● **JOB**:
Render the lines of the records, from the line containing "Task: tag the cylindrical" through the end of the records, as a Markdown table with the columns Row and Text, leaving out blank lines.

● **INPUT RECORDS**:
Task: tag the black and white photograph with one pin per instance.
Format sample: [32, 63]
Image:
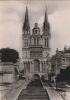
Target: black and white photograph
[34, 49]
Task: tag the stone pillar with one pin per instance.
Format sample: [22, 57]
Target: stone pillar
[40, 66]
[31, 67]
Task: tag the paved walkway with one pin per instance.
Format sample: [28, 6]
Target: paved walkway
[14, 91]
[53, 94]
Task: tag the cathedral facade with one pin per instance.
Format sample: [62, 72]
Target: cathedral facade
[36, 47]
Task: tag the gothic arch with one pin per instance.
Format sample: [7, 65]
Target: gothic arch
[36, 65]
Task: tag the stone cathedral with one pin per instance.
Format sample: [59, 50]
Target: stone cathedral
[36, 47]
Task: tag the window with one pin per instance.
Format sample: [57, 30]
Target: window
[45, 42]
[34, 41]
[37, 41]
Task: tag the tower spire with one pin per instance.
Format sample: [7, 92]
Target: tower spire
[46, 25]
[26, 25]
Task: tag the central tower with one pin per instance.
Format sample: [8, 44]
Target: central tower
[36, 47]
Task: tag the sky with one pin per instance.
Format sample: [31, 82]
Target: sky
[12, 15]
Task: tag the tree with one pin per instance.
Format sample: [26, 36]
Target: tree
[9, 55]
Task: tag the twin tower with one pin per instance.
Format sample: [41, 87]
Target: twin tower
[36, 47]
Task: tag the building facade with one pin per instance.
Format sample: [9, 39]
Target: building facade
[36, 47]
[8, 72]
[61, 60]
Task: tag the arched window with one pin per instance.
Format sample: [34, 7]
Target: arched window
[34, 41]
[37, 41]
[47, 42]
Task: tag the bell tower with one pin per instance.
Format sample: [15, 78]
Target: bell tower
[46, 36]
[46, 32]
[26, 35]
[26, 30]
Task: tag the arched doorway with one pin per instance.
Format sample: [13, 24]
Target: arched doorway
[36, 65]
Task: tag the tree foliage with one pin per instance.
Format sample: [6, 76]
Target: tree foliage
[9, 55]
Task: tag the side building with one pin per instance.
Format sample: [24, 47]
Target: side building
[36, 47]
[61, 60]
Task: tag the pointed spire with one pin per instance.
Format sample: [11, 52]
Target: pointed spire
[26, 25]
[46, 25]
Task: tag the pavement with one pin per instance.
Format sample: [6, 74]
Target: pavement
[53, 94]
[12, 92]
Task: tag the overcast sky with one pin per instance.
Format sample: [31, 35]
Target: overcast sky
[12, 18]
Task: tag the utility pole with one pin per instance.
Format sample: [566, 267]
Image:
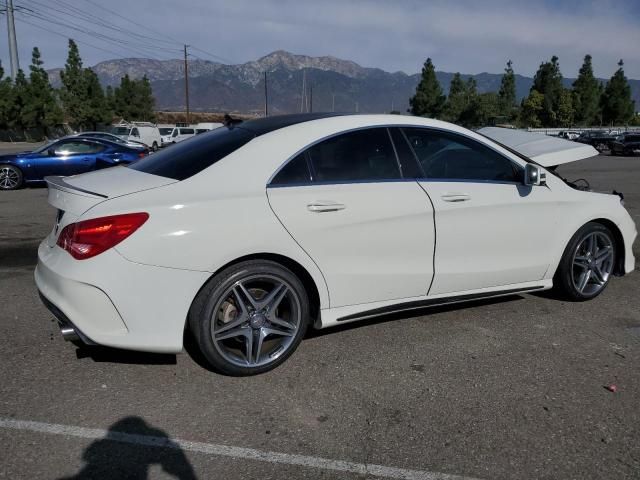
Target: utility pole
[186, 82]
[304, 91]
[266, 98]
[13, 46]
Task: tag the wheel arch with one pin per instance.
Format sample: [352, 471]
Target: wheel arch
[300, 271]
[618, 268]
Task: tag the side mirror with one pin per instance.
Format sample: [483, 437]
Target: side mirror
[534, 175]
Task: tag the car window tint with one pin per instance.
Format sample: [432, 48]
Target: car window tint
[77, 148]
[453, 157]
[408, 162]
[185, 159]
[355, 156]
[295, 172]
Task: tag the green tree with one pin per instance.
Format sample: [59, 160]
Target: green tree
[429, 100]
[566, 110]
[19, 99]
[6, 99]
[617, 106]
[532, 109]
[507, 92]
[586, 95]
[73, 93]
[97, 108]
[41, 109]
[548, 82]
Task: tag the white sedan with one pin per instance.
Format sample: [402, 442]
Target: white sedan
[251, 233]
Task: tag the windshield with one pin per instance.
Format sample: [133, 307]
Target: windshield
[185, 159]
[121, 131]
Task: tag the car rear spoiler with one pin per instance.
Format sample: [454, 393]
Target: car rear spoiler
[543, 149]
[60, 184]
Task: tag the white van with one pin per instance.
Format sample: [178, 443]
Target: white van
[143, 132]
[171, 135]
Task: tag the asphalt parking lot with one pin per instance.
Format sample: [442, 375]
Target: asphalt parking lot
[508, 389]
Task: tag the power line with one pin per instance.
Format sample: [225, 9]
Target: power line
[140, 50]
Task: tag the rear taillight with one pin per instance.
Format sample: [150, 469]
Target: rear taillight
[89, 238]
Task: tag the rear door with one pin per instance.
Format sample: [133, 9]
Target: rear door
[369, 230]
[492, 230]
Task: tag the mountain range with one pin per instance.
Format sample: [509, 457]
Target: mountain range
[332, 84]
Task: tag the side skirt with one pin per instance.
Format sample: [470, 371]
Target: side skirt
[434, 302]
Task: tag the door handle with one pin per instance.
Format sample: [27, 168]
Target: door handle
[322, 206]
[455, 197]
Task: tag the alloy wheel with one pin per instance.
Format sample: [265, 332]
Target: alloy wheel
[592, 263]
[9, 178]
[256, 320]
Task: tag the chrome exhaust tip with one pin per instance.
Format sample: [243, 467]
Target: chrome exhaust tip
[69, 333]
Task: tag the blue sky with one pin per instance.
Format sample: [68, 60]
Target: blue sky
[460, 35]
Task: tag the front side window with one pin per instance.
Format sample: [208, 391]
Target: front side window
[445, 156]
[361, 155]
[77, 148]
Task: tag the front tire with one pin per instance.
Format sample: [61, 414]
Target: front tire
[250, 317]
[11, 177]
[587, 263]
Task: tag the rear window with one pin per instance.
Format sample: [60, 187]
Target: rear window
[185, 159]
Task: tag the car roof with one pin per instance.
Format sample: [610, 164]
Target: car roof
[261, 126]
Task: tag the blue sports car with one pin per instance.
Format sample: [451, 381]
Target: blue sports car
[68, 156]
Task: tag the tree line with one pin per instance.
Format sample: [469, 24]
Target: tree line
[549, 103]
[30, 102]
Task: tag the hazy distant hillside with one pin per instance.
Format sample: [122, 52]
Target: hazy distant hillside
[219, 87]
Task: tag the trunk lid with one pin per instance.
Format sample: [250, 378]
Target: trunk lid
[543, 149]
[74, 195]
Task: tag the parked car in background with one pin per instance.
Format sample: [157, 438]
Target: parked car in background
[171, 135]
[569, 134]
[626, 144]
[113, 138]
[255, 232]
[68, 156]
[143, 132]
[600, 139]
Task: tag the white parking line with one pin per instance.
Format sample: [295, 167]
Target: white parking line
[228, 451]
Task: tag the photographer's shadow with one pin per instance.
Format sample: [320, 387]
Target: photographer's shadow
[129, 449]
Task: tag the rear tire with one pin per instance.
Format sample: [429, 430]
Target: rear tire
[11, 177]
[250, 318]
[587, 263]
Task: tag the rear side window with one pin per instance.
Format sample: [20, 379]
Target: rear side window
[445, 156]
[185, 159]
[362, 155]
[294, 172]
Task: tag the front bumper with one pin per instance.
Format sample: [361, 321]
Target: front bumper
[111, 301]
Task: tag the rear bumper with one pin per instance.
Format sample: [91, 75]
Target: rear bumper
[108, 300]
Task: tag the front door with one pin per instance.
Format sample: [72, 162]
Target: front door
[369, 230]
[492, 230]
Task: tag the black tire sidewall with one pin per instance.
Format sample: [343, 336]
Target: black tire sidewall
[564, 275]
[20, 176]
[201, 314]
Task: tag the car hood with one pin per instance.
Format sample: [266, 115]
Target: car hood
[543, 149]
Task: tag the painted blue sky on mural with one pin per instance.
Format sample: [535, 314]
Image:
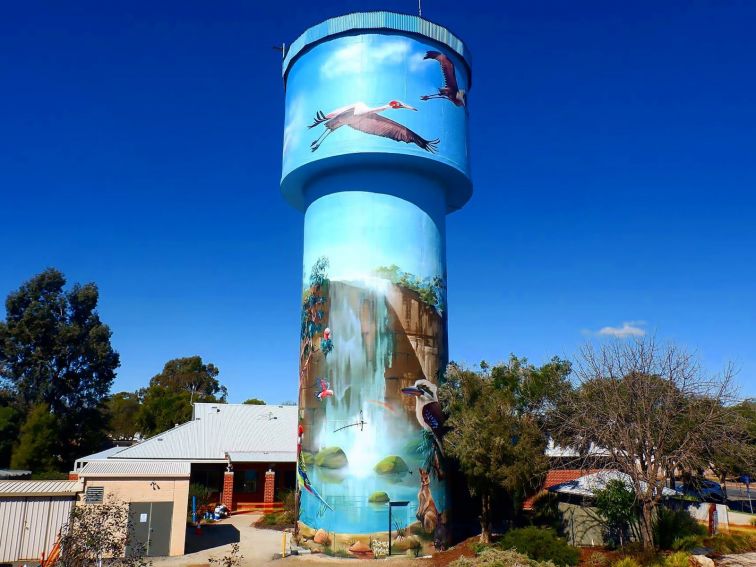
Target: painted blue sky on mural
[350, 229]
[371, 71]
[612, 154]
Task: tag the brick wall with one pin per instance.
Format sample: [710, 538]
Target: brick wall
[270, 486]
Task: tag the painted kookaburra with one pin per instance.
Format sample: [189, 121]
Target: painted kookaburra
[427, 409]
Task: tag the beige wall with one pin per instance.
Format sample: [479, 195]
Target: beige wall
[134, 489]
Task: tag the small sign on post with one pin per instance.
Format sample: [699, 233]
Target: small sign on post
[392, 503]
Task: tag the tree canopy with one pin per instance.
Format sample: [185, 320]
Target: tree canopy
[652, 410]
[168, 400]
[123, 410]
[56, 352]
[496, 427]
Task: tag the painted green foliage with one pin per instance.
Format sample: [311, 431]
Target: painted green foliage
[313, 304]
[432, 291]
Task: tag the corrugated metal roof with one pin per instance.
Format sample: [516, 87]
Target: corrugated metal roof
[118, 468]
[6, 474]
[377, 21]
[262, 456]
[218, 429]
[587, 485]
[553, 478]
[39, 487]
[102, 455]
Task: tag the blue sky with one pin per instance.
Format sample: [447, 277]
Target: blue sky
[613, 157]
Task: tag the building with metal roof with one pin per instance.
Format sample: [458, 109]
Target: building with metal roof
[32, 513]
[127, 468]
[217, 430]
[26, 488]
[245, 454]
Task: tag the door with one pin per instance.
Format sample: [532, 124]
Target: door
[150, 525]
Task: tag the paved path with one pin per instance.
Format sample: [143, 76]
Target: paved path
[739, 560]
[257, 546]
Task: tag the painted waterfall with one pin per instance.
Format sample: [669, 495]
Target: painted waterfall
[373, 343]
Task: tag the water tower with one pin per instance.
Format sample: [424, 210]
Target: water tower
[375, 154]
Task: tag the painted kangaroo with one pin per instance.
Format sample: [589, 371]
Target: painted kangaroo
[427, 512]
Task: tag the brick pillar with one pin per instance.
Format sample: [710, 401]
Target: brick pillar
[227, 496]
[270, 486]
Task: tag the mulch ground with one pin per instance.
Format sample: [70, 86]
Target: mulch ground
[443, 558]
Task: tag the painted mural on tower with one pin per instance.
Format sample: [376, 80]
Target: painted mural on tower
[373, 339]
[373, 343]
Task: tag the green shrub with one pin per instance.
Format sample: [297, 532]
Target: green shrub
[687, 543]
[674, 524]
[677, 559]
[541, 544]
[731, 543]
[596, 559]
[492, 557]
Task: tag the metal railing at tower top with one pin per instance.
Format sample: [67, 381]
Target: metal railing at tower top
[362, 21]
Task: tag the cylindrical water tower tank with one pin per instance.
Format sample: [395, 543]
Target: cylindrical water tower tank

● **FULL OUTPUT**:
| Row | Text |
|---|---|
| 1 | Task: tag the cylindrical water tower tank with one pin per instance. |
| 2 | Format sample: [395, 543] |
| 3 | Target: cylindrical water tower tank |